**What you have to do:**
Go to the line holding "target | light blue shirt" in the entries below and write out exactly every line down to and including the line holding "target | man's ear".

Input data: Begin

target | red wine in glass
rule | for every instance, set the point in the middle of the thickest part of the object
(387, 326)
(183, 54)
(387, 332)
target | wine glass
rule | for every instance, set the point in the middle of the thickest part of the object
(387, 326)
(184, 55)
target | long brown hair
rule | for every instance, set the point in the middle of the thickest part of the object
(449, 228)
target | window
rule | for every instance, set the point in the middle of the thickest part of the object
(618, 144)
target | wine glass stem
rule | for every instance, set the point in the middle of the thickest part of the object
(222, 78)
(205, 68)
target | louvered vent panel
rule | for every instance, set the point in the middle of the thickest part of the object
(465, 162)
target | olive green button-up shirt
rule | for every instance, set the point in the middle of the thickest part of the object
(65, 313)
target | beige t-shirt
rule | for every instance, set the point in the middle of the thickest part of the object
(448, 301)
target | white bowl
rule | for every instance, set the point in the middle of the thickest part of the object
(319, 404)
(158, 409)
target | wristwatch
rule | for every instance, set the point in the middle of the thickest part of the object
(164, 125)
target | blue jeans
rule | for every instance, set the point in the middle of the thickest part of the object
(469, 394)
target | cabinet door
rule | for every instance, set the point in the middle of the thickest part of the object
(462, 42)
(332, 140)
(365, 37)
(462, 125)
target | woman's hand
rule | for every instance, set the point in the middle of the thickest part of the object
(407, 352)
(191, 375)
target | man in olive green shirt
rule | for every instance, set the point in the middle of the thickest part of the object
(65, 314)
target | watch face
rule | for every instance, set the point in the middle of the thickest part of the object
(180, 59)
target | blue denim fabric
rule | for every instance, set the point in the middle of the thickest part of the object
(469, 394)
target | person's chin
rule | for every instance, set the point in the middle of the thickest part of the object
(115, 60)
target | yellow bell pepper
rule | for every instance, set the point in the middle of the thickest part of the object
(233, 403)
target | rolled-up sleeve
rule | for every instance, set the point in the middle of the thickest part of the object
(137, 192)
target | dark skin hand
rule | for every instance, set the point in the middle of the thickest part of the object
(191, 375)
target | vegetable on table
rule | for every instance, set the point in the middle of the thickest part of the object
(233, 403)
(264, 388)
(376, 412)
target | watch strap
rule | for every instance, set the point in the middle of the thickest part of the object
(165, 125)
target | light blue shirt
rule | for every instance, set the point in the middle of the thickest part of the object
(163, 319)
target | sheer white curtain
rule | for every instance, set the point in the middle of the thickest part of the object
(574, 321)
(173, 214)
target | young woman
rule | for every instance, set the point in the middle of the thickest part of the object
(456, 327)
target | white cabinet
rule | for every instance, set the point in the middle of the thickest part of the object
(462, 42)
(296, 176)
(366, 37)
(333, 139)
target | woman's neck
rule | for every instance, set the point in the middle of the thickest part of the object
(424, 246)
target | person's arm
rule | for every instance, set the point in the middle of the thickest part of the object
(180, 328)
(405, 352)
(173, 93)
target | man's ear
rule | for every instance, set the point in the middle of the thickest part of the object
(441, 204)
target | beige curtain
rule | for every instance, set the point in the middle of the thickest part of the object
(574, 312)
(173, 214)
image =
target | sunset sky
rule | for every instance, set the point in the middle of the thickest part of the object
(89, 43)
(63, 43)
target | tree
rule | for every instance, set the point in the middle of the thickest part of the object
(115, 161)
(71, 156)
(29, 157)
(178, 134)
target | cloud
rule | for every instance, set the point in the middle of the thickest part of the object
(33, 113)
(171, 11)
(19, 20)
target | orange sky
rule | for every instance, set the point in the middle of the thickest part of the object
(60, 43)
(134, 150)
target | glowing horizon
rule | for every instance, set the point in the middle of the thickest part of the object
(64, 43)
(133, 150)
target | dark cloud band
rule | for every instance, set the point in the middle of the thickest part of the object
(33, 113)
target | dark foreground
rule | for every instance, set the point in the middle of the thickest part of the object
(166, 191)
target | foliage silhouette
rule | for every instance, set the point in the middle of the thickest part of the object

Input data: End

**Response:**
target | light blue shirt
rule | for every instance, set the point in the middle of the thickest part of the object
(163, 319)
target | sheer white curtain
rule | for every instance, set the point in the middle of the thickest part of the object
(574, 321)
(173, 214)
target | young woman
rule | for every instance, set the point in the middle of the thickest part of the object
(456, 327)
target | white cabinet
rule | for every instance, set the point in the middle of the thickest part of the object
(462, 42)
(296, 176)
(366, 37)
(333, 139)
target | woman's neck
rule | for every instance, set the point in the middle of the thickest part of the object
(424, 246)
target | person's arm
rule | for every instance, set the point in the middle of the thickest part of the object
(180, 328)
(405, 352)
(173, 93)
target | man's ear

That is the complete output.